• _Work task_: Print the complete set of entries exactly.
***** Data for review
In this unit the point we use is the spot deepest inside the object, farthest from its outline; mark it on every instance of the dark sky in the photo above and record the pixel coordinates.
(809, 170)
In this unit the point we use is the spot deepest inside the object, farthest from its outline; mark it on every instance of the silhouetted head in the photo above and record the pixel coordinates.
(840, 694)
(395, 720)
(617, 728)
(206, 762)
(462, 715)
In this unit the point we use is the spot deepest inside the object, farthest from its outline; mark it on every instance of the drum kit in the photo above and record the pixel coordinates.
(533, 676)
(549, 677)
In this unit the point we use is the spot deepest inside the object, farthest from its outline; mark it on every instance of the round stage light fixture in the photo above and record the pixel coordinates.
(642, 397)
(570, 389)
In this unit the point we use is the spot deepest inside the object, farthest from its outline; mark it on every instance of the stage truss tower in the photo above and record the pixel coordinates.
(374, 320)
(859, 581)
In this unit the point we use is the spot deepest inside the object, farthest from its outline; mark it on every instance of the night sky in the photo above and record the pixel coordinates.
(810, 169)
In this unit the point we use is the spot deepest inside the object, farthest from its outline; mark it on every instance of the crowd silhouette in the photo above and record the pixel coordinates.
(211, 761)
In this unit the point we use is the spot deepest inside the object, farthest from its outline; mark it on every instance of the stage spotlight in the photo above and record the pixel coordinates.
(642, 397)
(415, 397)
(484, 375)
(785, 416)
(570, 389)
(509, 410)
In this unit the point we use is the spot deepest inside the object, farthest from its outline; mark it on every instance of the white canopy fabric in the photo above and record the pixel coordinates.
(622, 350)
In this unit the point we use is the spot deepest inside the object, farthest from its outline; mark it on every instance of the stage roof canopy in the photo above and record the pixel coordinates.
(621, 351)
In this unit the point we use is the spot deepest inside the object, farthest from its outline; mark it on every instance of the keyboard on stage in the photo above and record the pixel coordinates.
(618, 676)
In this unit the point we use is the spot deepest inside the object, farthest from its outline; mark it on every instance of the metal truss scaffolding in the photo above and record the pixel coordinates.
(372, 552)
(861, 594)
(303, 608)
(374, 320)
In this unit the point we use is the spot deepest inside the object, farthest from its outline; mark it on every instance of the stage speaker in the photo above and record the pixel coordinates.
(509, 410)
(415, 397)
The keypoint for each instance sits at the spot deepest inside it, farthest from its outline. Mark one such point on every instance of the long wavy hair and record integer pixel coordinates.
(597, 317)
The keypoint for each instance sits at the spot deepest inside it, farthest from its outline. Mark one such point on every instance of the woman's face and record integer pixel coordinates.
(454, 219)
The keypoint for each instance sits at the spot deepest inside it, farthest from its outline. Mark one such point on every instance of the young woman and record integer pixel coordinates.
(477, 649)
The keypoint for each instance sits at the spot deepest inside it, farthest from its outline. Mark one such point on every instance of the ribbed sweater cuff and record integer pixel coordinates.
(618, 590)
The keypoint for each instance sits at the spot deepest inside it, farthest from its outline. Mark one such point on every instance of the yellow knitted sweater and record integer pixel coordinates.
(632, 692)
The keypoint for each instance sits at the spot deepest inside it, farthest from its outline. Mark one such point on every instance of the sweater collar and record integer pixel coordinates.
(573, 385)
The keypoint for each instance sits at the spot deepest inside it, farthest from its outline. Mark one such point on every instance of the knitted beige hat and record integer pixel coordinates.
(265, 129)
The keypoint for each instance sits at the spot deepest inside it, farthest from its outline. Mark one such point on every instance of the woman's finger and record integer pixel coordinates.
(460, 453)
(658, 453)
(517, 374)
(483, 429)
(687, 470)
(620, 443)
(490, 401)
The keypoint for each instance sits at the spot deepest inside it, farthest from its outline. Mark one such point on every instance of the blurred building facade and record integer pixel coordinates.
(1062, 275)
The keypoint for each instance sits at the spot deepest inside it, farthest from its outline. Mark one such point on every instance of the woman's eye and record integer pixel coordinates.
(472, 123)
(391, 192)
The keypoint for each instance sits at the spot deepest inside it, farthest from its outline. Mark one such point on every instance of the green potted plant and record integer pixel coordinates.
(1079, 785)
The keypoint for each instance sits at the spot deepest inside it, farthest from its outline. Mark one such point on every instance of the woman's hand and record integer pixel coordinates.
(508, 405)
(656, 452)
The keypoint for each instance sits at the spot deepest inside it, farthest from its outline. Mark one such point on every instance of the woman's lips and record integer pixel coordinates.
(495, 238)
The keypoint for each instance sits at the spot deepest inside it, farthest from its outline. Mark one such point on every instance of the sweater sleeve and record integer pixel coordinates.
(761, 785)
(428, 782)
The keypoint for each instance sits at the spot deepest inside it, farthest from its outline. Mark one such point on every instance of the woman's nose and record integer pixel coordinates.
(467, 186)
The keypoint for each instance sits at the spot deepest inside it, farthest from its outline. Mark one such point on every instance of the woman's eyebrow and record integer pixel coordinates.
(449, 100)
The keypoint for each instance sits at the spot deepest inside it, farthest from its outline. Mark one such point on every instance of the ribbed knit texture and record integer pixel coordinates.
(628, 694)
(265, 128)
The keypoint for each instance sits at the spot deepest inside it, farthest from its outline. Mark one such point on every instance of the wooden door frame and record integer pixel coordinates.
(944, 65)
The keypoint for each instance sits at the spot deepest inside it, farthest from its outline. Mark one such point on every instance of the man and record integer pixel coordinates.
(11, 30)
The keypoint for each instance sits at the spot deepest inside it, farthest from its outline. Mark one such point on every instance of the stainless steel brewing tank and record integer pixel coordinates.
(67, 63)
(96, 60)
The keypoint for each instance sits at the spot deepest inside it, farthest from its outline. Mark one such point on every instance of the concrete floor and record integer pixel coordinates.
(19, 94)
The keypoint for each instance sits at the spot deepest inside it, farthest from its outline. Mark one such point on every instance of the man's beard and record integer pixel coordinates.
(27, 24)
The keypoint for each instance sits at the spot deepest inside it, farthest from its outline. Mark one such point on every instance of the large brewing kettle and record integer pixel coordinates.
**********
• _Result of the exercise_:
In this unit the point we use is the spot deepest inside the object, farthest from its outline; mark it on every instance of the dark sky in the photo above and record the pixel coordinates.
(809, 170)
In this unit the point we use is the spot deepest inside the object, farthest from its outline; mark it on every instance of the silhouetted head in the photo above and record the pixel coordinates.
(840, 694)
(395, 720)
(617, 728)
(206, 762)
(462, 715)
In this unit the point we use is the spot deepest inside the object, farthest from its outline; mark it on every instance of the drum kit in the photo above and record the pixel coordinates.
(533, 676)
(549, 677)
In this unit the point we use is the spot deepest inside the object, farthest from its outline; mark it on every instance of the round stage light fixture in the photo above and record the pixel coordinates.
(642, 397)
(570, 389)
In this unit the point we use is the spot deepest inside the object, farthest from its outline; mark it on every instance of the stage truss tower in the photo above and record the pixel coordinates.
(374, 320)
(859, 581)
In this unit the point we use is the spot deepest inside the object, farthest from its outline; mark it on every instance of the night sky in the photo above and record the pixel coordinates.
(810, 169)
In this unit the point we use is the spot deepest inside the object, farthest from its outline; mark it on every instance of the crowd silhouette in the photo above and record the pixel coordinates.
(211, 761)
In this unit the point we use is the spot deepest inside the object, farthest from its outline; mark it on every instance of the stage spotlight in the photo above and record the pixel coordinates.
(642, 397)
(415, 397)
(484, 375)
(785, 416)
(570, 389)
(509, 410)
In this unit the point we use is the spot deepest inside the object, farthest from its outline; mark it on every instance of the white canopy fabric in the photo above and record the pixel coordinates.
(622, 350)
In this unit the point we use is the spot deepest inside the object, farthest from its outline; mark it on every instance of the stage roof canopy in the photo above and record the pixel coordinates.
(621, 351)
In this unit the point we use is the spot deepest inside the object, farthest from its outline; mark it on every instance of the keyboard on stage in the photo above and record the pixel coordinates.
(618, 676)
In this unit the point we use is the spot deepest inside the object, farthest from its outline; mark it on every instance of the metal truss scaffolding in the photo above and record the pixel coordinates.
(372, 552)
(861, 594)
(303, 608)
(374, 320)
In this unit the point we use is the spot deepest inside the object, farthest from its outline; mark it on every instance of the stage speaker in the photo above and record the pixel coordinates.
(509, 410)
(415, 397)
The keypoint for each instance sits at the spot deepest inside it, farthest from its outline. Mark one such point on every instance of the long wavy hair and record integer pixel coordinates.
(597, 317)
The keypoint for each instance sits at the spot deepest inside it, farthest from its outline. Mark one such point on every instance of the woman's face and record integer pixel coordinates.
(454, 219)
The keypoint for each instance sits at the spot deepest inside it, farthest from its outline. Mark one such point on every instance of the young woman and record integer pixel coordinates.
(477, 649)
The keypoint for each instance sits at the spot deepest inside it, farthest from its outline. Mark one such point on every instance of the ribbed sweater cuff and record integer pixel coordinates.
(618, 590)
The keypoint for each instance sits at the spot deepest inside it, farthest from its outline. Mark one such point on every instance of the yellow knitted sweater and record integer pixel coordinates.
(632, 692)
The keypoint for each instance sits at the spot deepest inside it, farthest from its outline. Mark one such point on every instance of the sweater collar and record integer pixel coordinates.
(573, 385)
The keypoint for each instance sits at the spot deepest inside it, farthest from its outline. Mark one such point on every instance of the knitted beige hat and record integer pixel coordinates.
(265, 129)
The keypoint for each instance sits at the spot deepest inside it, farthest from its outline. Mark one such point on every instance of the woman's finger and record integer pixel coordinates.
(460, 453)
(658, 453)
(517, 374)
(483, 429)
(687, 470)
(620, 443)
(490, 401)
The keypoint for each instance sits at the spot deepest inside it, farthest from its outline. Mark one such point on every instance of the blurred building facade and record integer pixel coordinates.
(1062, 275)
The keypoint for each instance sits at the spot deepest inside it, farthest from its outline. Mark one such point on every instance of the woman's eye and record integer pixel coordinates.
(472, 123)
(391, 192)
The keypoint for each instance sits at the spot deepest inside it, farthest from its outline. Mark one such point on every instance of the green potted plant and record integer pixel coordinates.
(1079, 785)
The keypoint for each instance sits at the spot deepest inside it, farthest from its outline. Mark one such point on every instance of the woman's hand and record integer pixel coordinates.
(508, 405)
(656, 452)
The keypoint for each instance sits at the spot deepest inside it, farthest from its outline. Mark one such point on every instance of the woman's lips and record integer pixel coordinates.
(495, 238)
The keypoint for each instance sits at the spot deepest inside it, farthest from its outline. Mark one such point on every instance of the sweater sleeve and record integer pixel coordinates.
(761, 785)
(428, 782)
The keypoint for each instance sits at the spot deepest inside it, farthest from its outline. Mark one such point on every instance of the woman's nose and record integer pixel coordinates.
(467, 186)
The keypoint for each instance sits at the spot deepest inside it, farthest from its outline. Mark one such point on every instance of the woman's eyebrow and record integer pixel coordinates.
(449, 100)
The keypoint for each instance sits at the spot deepest inside it, farthest from its outline. Mark one such point on every instance of the ribbed knit texture and record integer pixel coordinates.
(628, 694)
(265, 128)
The keypoint for each instance sits at the spot deepest inside it, farthest from its outline. Mark one such point on every instance of the wooden door frame and record integer pixel coordinates.
(944, 65)
The keypoint for each instance sits at the spot deepest inside it, farthest from its outline. Mark one such point on every instance of the man and record integer pixel coordinates.
(11, 30)
The keypoint for each instance sits at the spot deepest inside it, farthest from its outline. Mark one such point on every instance of the stainless steel brewing tank and record integer pixel coordinates.
(67, 63)
(96, 60)
The keypoint for each instance sits at the spot deepest inside it, farthest from its outline. Mark one such point on every instance of the concrete floor and record integer pixel coordinates.
(19, 94)
The keypoint for each instance sits at the spot deepest inside it, farthest from its outline. Mark one such point on every instance of the man's beard and record integer pixel coordinates.
(27, 24)
The keypoint for each instance sits at the spot deepest inside it, farthest from its outline. Mark one such point on every instance of the large brewing kettle and record integer pixel coordinates.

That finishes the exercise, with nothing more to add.